Written task:
Reproduce the records word for word, from their first line up to and including the line that contains "[(317, 170), (587, 174)]".

## Begin Data to process

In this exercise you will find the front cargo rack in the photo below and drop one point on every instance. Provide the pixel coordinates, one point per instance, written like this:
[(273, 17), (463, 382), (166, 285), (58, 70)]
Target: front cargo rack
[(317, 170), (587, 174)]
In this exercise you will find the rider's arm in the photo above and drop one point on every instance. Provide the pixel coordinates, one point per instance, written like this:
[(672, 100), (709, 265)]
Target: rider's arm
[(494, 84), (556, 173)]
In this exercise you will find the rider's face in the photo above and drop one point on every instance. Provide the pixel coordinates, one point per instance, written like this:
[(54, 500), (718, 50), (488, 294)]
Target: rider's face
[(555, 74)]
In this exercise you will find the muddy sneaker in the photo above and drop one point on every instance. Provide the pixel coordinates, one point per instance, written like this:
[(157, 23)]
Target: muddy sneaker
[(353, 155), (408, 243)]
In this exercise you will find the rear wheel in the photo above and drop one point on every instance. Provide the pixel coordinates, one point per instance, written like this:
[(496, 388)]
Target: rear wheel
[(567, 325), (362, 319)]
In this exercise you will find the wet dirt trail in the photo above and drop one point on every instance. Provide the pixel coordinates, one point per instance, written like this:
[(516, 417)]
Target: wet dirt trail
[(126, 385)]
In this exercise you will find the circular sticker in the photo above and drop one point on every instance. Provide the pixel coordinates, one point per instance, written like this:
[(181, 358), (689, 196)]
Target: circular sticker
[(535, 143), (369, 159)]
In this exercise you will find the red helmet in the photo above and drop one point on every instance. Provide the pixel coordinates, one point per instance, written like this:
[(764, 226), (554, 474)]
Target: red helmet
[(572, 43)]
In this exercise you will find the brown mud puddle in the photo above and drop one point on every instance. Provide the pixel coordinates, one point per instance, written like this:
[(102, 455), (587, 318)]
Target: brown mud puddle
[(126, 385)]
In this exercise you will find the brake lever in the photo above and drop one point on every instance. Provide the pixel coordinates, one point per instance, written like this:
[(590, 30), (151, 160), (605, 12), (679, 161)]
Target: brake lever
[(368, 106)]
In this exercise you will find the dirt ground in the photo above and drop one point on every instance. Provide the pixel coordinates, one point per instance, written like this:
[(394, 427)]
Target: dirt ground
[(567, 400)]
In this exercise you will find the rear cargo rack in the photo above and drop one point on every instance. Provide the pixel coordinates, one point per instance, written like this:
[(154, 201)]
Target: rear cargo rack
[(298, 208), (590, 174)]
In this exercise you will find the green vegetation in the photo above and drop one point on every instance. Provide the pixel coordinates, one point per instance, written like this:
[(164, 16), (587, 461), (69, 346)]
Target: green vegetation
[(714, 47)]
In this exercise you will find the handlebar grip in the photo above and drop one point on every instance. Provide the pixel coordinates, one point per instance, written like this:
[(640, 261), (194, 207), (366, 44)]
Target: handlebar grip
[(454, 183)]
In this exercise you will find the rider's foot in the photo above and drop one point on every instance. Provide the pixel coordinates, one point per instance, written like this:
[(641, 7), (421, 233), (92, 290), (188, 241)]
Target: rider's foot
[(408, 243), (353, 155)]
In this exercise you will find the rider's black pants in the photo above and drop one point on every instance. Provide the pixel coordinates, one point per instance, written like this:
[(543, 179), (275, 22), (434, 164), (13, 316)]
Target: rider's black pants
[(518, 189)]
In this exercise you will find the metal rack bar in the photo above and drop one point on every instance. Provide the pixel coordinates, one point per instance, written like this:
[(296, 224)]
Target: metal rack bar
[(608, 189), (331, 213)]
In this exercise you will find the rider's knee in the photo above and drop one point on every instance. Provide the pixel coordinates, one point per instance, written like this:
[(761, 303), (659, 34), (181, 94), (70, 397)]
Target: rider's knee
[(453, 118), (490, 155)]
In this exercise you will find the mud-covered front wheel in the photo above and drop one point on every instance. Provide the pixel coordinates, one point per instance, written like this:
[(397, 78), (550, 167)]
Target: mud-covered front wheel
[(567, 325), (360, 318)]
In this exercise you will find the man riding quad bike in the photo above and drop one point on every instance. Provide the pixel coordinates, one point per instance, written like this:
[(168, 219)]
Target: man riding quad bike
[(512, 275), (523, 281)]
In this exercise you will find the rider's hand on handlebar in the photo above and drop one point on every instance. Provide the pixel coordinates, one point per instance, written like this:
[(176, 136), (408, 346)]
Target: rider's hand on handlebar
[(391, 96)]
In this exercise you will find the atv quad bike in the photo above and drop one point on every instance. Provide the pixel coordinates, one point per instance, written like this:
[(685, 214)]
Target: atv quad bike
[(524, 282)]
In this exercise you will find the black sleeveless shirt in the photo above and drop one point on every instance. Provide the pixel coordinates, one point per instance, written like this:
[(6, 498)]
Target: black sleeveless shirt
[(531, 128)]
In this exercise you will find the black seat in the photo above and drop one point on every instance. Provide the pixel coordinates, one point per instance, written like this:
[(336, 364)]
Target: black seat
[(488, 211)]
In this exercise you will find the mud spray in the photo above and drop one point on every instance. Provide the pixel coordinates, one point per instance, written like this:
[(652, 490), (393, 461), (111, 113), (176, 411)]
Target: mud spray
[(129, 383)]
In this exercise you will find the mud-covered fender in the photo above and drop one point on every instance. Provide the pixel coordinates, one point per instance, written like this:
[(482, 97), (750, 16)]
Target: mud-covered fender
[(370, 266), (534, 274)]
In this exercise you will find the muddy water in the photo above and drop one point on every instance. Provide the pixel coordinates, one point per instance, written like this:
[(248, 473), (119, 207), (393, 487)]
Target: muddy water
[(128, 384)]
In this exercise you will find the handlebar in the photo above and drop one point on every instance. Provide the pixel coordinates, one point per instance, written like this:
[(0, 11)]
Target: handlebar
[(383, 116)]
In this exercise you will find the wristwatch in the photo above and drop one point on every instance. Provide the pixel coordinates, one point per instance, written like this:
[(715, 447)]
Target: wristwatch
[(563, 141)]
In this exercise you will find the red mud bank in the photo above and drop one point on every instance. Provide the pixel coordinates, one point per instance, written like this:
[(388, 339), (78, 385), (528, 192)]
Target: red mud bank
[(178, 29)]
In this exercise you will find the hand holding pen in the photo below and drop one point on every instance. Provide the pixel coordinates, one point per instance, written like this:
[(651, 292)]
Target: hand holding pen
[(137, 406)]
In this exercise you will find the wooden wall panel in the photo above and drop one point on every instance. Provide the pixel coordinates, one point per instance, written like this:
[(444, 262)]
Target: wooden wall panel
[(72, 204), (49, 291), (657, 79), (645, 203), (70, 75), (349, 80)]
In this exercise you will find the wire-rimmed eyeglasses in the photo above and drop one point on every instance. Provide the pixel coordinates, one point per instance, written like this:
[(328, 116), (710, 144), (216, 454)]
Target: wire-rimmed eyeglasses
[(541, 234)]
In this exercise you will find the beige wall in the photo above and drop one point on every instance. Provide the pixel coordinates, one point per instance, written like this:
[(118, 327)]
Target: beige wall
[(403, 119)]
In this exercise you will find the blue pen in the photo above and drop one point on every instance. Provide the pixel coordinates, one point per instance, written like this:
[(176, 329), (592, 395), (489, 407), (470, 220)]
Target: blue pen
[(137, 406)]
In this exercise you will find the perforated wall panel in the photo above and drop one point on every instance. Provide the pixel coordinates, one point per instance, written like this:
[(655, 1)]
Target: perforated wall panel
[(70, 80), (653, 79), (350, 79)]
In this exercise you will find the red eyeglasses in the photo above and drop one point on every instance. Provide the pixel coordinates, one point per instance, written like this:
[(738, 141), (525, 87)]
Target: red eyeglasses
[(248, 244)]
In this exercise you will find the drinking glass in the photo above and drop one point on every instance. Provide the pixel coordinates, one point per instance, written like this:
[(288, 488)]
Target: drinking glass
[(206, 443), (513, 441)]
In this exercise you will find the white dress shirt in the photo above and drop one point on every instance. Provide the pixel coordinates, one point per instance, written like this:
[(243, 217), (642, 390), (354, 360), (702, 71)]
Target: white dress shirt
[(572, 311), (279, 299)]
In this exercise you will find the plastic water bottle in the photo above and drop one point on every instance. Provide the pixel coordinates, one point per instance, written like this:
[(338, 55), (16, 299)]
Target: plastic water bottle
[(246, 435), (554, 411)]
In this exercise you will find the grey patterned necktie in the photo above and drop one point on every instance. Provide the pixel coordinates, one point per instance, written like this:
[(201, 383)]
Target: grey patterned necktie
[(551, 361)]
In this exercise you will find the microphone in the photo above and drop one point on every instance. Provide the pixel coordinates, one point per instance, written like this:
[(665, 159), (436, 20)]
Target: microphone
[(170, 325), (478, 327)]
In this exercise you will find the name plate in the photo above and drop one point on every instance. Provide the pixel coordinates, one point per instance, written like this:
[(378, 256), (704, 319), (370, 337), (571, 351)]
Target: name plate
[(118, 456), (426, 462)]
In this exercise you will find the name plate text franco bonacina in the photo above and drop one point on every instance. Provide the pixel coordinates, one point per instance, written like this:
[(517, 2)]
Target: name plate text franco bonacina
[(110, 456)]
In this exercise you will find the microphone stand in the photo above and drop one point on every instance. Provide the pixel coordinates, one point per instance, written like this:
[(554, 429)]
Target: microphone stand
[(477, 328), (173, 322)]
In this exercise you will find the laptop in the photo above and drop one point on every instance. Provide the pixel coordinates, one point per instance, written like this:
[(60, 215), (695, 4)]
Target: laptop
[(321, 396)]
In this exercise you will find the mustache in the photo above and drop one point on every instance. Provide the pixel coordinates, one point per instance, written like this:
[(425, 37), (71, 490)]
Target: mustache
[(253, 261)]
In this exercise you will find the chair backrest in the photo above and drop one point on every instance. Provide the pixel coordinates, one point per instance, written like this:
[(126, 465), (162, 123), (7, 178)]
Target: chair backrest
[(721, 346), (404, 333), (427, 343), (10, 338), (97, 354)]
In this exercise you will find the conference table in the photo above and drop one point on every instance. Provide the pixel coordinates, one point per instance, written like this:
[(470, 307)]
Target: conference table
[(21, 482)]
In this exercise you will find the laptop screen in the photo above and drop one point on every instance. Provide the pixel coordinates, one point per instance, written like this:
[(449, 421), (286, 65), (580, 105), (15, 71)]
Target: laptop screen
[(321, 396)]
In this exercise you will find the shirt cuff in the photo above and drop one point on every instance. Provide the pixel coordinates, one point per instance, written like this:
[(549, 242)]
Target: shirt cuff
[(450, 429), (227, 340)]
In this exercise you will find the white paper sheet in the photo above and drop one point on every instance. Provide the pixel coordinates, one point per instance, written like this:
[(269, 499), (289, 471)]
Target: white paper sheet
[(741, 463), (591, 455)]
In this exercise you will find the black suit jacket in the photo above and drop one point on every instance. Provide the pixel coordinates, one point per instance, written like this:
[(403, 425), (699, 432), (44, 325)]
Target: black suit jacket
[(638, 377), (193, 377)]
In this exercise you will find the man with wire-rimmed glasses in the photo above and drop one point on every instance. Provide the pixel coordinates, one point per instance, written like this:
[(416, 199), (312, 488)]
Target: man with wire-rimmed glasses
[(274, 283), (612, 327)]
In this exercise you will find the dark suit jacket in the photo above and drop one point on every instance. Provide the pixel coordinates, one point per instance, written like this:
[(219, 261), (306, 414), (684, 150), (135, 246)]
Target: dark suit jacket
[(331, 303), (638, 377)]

## End Data to process

The answer:
In this exercise you will find the front cargo rack in the photo below and drop one point on every instance. Provide the pixel coordinates, one point per instance, written like this:
[(273, 17), (463, 382), (166, 285), (58, 70)]
Target: front cargo rack
[(317, 170), (587, 174)]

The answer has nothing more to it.